Instruction: Copy the data from the line that contains "of the utility" to its last line, exactly, including both of those lines and leaving out everything before.

Coordinate annotation records
>>>

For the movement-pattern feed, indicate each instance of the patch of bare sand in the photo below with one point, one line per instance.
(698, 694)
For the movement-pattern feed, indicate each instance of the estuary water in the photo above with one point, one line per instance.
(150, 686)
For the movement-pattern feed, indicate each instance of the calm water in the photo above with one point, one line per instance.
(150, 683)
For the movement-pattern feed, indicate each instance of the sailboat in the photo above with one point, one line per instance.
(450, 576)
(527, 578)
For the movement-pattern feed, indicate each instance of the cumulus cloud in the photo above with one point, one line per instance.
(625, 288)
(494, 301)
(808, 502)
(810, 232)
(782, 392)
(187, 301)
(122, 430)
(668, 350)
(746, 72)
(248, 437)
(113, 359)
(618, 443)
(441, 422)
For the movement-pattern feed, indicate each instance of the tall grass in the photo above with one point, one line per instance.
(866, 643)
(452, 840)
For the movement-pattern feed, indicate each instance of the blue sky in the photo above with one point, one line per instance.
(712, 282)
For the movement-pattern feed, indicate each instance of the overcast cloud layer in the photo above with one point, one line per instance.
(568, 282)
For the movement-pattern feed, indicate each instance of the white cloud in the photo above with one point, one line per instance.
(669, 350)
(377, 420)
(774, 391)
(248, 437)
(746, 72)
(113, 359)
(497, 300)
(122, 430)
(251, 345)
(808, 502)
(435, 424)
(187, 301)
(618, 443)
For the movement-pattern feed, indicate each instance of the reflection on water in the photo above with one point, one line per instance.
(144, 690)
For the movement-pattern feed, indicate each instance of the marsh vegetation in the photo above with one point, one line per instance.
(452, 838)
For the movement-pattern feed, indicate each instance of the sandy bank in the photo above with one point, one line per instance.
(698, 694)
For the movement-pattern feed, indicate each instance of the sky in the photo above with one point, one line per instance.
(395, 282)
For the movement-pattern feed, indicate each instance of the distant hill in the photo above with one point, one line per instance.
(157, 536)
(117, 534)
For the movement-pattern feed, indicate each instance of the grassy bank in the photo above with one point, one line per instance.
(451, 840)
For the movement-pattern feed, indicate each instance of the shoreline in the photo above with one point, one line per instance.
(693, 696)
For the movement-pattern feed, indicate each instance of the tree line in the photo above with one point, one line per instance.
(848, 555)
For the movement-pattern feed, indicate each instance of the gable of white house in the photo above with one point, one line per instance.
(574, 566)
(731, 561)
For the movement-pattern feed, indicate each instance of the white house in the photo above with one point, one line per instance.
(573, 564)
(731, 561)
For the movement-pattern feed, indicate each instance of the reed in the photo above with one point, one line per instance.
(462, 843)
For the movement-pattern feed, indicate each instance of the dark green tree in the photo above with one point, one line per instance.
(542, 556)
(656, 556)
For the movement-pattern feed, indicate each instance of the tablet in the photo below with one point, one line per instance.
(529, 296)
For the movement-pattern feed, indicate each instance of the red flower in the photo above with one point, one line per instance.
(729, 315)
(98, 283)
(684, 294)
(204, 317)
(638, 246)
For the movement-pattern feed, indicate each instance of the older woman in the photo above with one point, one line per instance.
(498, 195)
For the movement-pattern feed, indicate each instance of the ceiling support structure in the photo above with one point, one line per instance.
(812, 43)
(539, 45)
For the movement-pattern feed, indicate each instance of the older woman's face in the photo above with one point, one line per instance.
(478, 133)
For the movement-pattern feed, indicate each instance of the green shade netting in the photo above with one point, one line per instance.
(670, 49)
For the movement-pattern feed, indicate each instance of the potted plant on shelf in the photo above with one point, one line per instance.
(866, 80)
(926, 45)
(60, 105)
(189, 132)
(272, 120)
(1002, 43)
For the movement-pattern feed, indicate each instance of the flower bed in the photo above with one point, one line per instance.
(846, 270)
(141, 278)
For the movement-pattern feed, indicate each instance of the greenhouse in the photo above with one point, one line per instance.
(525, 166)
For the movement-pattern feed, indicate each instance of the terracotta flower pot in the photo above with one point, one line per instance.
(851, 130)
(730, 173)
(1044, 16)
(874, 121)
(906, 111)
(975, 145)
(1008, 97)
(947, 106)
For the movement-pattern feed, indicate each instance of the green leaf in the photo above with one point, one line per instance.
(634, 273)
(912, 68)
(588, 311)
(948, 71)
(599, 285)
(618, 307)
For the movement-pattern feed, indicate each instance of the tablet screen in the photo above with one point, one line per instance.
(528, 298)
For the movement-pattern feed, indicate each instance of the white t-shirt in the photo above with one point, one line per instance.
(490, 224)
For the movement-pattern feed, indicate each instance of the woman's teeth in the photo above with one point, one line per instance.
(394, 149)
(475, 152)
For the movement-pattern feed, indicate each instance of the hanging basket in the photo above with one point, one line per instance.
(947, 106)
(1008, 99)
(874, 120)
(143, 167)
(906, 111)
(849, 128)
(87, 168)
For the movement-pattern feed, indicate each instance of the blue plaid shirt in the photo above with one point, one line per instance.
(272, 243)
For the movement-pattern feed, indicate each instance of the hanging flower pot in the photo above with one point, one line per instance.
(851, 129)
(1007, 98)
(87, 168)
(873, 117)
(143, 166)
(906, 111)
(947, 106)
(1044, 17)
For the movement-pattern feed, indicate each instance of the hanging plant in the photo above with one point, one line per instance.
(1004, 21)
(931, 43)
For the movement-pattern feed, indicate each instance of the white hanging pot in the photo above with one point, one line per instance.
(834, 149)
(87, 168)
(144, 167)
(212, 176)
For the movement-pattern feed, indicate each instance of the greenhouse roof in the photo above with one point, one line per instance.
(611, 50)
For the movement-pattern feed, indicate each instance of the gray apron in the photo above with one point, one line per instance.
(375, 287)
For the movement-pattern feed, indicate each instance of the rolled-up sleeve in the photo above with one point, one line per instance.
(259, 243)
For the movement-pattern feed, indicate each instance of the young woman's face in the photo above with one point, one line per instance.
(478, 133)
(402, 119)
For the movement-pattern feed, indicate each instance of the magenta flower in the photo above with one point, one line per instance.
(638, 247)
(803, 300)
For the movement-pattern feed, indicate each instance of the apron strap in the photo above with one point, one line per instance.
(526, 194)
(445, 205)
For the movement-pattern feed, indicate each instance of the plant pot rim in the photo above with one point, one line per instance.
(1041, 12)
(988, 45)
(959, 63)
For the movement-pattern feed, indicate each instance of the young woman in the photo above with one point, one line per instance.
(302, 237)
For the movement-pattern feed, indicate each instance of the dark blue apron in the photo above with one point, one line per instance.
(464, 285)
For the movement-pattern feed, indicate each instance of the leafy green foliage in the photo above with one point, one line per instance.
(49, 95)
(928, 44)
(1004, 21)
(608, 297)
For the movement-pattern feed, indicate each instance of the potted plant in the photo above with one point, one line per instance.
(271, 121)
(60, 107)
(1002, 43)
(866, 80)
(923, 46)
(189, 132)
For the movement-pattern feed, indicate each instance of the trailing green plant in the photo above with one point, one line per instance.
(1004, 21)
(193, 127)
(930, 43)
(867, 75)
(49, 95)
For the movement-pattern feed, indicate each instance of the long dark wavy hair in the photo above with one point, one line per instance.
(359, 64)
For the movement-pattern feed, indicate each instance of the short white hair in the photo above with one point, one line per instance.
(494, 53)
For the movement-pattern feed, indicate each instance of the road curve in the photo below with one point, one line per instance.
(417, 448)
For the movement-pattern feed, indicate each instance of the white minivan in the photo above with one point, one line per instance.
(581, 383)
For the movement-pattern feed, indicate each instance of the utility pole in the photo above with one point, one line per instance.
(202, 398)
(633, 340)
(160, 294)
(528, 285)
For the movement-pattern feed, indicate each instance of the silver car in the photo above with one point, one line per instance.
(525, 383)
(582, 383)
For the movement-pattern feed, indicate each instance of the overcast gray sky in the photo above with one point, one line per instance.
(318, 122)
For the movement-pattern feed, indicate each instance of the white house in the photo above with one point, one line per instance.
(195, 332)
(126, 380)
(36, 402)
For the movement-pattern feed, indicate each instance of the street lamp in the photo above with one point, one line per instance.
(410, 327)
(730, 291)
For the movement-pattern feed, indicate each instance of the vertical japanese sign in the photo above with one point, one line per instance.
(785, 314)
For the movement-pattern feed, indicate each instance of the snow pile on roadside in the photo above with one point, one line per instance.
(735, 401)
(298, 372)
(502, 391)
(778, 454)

<<<

Final answer:
For the movement-pattern feed, indicate each instance of the utility pole in the photo above with one point, one line per instance.
(202, 398)
(633, 340)
(160, 294)
(528, 285)
For the movement-pattern feed, indicate each instance of the silver car in the photo above with one point, one line per instance.
(525, 383)
(582, 383)
For the movement-pattern feed, indicate each instance of the overcast gray sky in the photo above with one point, one line per instance.
(318, 122)
For the movement-pattern feed, indicate each instance of the white house in the photo above with one point, one line per instance.
(195, 332)
(126, 380)
(36, 402)
For the movement-pattern feed, indicate each instance of the street lamp in the photo above with one point, one line per instance.
(410, 327)
(730, 291)
For the movement-pattern feed, indicate each instance of the vertical japanese sign in the photo above with one point, one line per instance.
(785, 314)
For the movement-pattern feed, indicate each instance of the snow pile on roadside in the photo above with one point, one line per instance.
(735, 401)
(298, 372)
(502, 391)
(778, 454)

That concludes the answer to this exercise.